[Passage — start]

In her November 2014 trial, Odeh took the stand and claimed that when she had filled out her fraudulent applications in 1995 and 2004, she thought that the questions referencing arrests, convictions, and incarcerations referred to criminal acts committed on U.S. soil. Her testimony however, was soundly refuted by documentary and testimonial evidence, and in March 2015 the jury found Odeh guilty of immigration fraud. A federal judge stripped the woman of her American citizenship and sentenced her to a prison term of 18 months and immediate deportation to Jordan following her sentence.
Odeh’s lawyer appealed the jury's verdict to the U.S. Court of Appeals for the Sixth Circuit, arguing that his client should have been permitted to introduce evidence of Post-Traumatic Stress Disorder (PTSD) in her defense. This was because Odeh alleged—without any proof whatsoever—that she had been repeatedly raped and tortured while in prison and, as result, suffered from PTSD which caused her to suppress memories of her arrest and conviction. While the Sixth Circuit rejected most of Odeh’s appeal, it ruled that evidence of PTSD and its effects on memory should have been allowed into testimony. Consequently, the court ordered a new trial and scheduled it for January 10, 2017. When Odeh’s lawyers then claimed that they needed more time to review the superseded indictment and requested an adjournment, a new trial date was set for May 16, 2017.
In 2015 Odeh participated with the longtime Communist revolutionary Angela Davis in an event that was co-organized by the Chicago chapter of Black Lives Matter. According to a report in Ebony magazine, the two women “discussed the importance of Black-Palestinian solidarity, political imprisonment in the U.S. and Israel, as well as the need for the abolition of prisons and ending the Israeli occupation of Palestine.” Moreover, Odeh praised the black liberation movement and proudly stated: “I now more fully understand the prison-industrial-complex that sister Angela Davis so eloquently talks and writes about.” Davis returned the praise and stated that the federal government was targeting Odeh as “part of the broader struggle against political imprisonment in the U.S.”
In early 2017 Odeh co-authored a manifesto laying out the agenda for a March 8th “general strike” called “Day Without a Woman,” an anti-Donald Trump event that was billed as part of a “new wave of militant feminist struggle.” The document instructed women to: (a) wear red as a symbol of solidarity against Trump's “misogynistic, homophobic, transphobic and racist policies”; (b) block roads, bridges, and public squares; (c) “abstai[n] from domestic, care, and sex work”; (d) identify and denounce “misogynistic politicians and companies”; and (e) boycott businesses supportive of Trump and his agendas. The other co-authors of the manifesto included Angela Davis and Purdue University professor Tithi Bhattacharya, a self-proclaimed “revolutionary socialist.”
The pro-BDS organization Jewish Voice for Peace invited Odeh to participate in a workshop at its 2017 National Member Meeting, alongside Arab American Association of New York executive director Linda Sarsour, BDS activist Alissa Wise, and Ferguson (Missouri) activist Nyle Fort.
In a March 2017 plea agreement between Justice Department officials and Odeh, the latter pled guilty to violating 18 U.S.C §1425(a), a statute criminalizing any deliberate effort “to procure, contrary to law, the naturalization of any person.” Moreover, it was agreed that Odeh would be stripped of her U.S. citizenship and deported but would not have to serve jail time.
Odeh is revered as a heroine by the Popular Front for the Liberation of Palestine, as evidenced by the fact that the organization has named a number of its terror cells in her honor.

[Passage — finish]
[Data provided — start]

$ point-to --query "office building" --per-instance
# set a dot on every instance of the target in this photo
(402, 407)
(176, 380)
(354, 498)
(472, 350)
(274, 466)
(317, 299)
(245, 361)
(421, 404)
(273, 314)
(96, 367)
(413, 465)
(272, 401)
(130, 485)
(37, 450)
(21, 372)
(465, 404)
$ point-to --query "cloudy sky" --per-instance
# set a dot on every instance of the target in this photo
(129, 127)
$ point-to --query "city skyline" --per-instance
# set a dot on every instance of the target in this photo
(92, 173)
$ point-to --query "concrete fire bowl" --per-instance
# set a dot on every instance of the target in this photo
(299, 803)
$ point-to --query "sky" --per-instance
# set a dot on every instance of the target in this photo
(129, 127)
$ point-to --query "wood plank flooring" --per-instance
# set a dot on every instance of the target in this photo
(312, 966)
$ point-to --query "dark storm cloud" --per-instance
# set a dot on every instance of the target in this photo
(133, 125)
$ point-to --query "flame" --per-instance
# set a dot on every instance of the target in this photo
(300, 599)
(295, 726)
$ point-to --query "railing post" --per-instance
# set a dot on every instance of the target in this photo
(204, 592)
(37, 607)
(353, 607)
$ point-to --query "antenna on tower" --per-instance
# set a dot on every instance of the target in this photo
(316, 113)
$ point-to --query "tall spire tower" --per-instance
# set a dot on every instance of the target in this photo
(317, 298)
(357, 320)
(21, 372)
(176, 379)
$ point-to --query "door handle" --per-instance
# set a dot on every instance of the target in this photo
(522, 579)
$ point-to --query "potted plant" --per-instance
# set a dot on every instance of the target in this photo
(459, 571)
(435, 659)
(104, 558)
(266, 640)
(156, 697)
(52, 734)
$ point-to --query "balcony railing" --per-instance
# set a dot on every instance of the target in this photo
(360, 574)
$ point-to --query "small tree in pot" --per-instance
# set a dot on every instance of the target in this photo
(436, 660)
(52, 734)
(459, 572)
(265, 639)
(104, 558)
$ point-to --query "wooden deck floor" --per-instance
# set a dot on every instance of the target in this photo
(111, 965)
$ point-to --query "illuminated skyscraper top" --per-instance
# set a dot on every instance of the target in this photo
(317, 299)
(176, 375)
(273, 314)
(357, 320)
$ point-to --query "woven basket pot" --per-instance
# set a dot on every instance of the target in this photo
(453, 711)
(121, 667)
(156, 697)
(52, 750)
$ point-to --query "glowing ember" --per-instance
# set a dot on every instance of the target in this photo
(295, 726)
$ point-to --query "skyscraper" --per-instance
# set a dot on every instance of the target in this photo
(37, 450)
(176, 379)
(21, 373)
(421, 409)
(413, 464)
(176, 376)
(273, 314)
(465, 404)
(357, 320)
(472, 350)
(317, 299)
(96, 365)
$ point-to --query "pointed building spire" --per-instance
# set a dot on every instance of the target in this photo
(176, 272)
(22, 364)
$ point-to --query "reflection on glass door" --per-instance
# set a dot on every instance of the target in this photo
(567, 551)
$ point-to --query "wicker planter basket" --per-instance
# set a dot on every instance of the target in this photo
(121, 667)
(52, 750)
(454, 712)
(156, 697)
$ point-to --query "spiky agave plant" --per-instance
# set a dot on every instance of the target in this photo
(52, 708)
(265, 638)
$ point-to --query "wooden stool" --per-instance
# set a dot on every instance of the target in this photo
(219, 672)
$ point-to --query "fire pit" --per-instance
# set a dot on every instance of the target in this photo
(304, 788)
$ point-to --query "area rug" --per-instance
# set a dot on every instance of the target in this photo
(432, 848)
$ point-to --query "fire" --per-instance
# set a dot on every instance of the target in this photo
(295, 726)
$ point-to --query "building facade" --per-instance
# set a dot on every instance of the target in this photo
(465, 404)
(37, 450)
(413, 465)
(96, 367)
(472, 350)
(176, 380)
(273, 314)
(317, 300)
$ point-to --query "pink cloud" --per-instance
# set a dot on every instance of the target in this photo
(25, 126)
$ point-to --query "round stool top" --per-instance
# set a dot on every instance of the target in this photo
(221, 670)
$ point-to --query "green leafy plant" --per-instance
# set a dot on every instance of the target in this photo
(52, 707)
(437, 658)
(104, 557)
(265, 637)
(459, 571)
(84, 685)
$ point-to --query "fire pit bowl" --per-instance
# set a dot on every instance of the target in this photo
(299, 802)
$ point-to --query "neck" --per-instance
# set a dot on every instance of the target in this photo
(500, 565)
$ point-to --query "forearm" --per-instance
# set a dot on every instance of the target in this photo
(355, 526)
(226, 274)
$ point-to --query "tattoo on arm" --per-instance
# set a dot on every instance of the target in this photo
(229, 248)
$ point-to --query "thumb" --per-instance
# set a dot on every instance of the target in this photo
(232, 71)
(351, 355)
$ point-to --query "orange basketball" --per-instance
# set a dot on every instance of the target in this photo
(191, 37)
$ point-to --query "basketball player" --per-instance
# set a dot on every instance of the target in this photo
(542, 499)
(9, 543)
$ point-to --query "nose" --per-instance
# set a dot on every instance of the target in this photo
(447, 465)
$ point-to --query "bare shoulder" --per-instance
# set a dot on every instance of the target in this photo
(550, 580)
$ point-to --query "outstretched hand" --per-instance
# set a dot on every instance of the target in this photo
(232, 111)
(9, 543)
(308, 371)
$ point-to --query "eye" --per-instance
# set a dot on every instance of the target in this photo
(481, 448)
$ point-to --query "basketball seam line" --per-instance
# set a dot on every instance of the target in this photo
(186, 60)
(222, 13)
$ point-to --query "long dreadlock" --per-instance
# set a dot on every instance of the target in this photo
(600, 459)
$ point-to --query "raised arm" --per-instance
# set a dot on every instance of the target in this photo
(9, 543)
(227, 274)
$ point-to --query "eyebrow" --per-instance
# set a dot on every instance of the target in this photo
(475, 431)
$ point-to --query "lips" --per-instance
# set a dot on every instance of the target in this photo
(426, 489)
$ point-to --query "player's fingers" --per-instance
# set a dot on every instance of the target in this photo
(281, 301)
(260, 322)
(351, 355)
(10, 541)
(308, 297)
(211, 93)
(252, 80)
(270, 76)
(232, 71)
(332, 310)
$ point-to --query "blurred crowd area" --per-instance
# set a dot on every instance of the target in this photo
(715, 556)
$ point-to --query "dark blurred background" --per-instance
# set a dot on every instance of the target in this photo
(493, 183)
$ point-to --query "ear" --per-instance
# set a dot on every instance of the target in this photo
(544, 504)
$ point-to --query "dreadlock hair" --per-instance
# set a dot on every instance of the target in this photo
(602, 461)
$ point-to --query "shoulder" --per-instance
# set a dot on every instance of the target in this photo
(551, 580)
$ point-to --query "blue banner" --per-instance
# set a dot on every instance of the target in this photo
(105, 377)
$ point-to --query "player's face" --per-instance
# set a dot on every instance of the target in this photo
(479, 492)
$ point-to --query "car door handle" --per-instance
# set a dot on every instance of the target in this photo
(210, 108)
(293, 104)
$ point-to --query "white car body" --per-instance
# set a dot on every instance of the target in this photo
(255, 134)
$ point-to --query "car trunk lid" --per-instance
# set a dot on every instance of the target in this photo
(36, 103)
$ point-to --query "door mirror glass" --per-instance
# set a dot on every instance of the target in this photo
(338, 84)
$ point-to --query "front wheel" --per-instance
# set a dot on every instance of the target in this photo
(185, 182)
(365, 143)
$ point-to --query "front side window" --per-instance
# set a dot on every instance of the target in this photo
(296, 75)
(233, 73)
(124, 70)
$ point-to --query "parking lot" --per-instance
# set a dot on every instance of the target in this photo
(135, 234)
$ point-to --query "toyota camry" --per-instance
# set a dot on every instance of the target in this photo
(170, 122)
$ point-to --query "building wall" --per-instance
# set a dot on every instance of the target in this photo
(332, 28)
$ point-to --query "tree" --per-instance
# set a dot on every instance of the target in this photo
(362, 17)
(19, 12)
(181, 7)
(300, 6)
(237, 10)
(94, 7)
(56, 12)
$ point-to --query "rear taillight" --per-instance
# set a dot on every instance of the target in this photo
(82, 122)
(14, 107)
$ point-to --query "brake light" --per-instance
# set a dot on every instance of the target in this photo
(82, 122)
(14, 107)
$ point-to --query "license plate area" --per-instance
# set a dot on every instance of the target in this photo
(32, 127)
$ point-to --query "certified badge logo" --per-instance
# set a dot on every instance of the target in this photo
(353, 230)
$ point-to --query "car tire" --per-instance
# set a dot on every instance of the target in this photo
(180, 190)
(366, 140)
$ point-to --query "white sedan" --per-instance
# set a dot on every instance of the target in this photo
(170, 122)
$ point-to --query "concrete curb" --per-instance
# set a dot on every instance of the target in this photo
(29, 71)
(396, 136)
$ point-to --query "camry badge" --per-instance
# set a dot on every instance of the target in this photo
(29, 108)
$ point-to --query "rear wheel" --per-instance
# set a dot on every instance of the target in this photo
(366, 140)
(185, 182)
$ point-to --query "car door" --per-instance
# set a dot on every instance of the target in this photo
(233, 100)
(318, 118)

[Data provided — finish]

▶ [Activity list]:
a) How would you translate this sentence from the Odeh passage into Spanish: "Moreover, it was agreed that Odeh would be stripped of her U.S. citizenship and deported but would not have to serve jail time."
b) In the Odeh passage, what trial date was set after her lawyers requested an adjournment?
c) What did the "Day Without a Woman" manifesto instruct women to do, according to the Odeh passage? List every instruction.

▶ [Responses to the tasks]:
a) Además, se acordó que a Odeh se le despojaría de su ciudadanía estadounidense y sería deportada, pero no tendría que cumplir pena de prisión.

b) May 16, 2017.

c)
- Wear red as a symbol of solidarity against Trump's "misogynistic, homophobic, transphobic and racist policies"
- Block roads, bridges, and public squares
- Abstain from domestic, care, and sex work
- Identify and denounce "misogynistic politicians and companies"
- Boycott businesses supportive of Trump and his agendas